══ Records for the task ══
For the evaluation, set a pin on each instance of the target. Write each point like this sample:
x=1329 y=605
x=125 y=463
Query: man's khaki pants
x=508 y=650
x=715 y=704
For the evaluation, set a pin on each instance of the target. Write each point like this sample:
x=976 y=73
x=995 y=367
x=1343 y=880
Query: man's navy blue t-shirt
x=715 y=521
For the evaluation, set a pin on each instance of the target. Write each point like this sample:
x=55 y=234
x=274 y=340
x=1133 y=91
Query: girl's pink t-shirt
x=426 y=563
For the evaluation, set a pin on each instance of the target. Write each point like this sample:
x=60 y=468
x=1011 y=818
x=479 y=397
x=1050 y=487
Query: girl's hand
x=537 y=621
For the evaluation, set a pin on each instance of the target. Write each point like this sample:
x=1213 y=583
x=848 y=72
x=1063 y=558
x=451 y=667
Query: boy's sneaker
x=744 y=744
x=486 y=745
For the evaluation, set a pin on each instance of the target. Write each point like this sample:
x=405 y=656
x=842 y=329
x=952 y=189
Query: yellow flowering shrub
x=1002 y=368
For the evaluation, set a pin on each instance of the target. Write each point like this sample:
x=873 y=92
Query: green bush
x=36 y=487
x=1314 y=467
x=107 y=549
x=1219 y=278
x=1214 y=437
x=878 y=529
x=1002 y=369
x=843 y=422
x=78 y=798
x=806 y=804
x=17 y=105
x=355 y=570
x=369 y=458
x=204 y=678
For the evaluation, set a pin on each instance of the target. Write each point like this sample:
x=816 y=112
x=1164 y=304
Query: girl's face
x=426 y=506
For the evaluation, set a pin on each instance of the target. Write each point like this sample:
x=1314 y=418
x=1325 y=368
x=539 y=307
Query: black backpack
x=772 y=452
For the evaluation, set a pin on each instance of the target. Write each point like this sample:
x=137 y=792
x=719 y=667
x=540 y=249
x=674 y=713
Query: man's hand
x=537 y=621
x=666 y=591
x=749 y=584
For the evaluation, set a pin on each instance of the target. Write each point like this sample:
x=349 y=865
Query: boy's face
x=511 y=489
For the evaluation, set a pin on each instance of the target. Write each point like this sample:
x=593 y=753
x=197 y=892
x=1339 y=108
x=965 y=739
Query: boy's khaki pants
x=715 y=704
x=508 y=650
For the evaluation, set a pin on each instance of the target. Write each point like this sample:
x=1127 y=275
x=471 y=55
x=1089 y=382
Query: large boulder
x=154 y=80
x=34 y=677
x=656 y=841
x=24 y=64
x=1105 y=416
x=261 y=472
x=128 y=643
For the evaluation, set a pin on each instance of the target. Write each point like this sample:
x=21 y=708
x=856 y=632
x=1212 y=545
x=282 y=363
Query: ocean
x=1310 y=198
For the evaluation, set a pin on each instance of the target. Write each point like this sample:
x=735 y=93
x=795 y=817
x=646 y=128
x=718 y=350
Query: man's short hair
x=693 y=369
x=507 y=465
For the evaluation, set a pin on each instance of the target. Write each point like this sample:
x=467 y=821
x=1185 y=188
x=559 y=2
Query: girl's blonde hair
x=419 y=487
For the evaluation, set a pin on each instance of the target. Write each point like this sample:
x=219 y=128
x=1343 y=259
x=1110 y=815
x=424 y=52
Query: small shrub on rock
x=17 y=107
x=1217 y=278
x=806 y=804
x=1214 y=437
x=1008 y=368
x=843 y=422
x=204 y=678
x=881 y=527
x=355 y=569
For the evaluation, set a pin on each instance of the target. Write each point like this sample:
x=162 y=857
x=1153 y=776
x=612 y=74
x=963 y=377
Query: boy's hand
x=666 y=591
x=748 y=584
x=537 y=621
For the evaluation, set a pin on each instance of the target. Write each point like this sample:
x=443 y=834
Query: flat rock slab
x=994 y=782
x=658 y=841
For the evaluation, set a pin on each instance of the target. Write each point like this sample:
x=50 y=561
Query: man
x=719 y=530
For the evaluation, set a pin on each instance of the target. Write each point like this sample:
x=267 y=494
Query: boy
═══
**Aim**
Find every line in the entries above that contains the word "girl", and copy each of those lines.

**Reply to the exercise**
Query: girl's pink t-shirt
Query: girl's hand
Query: girl's face
Query: girl's blonde hair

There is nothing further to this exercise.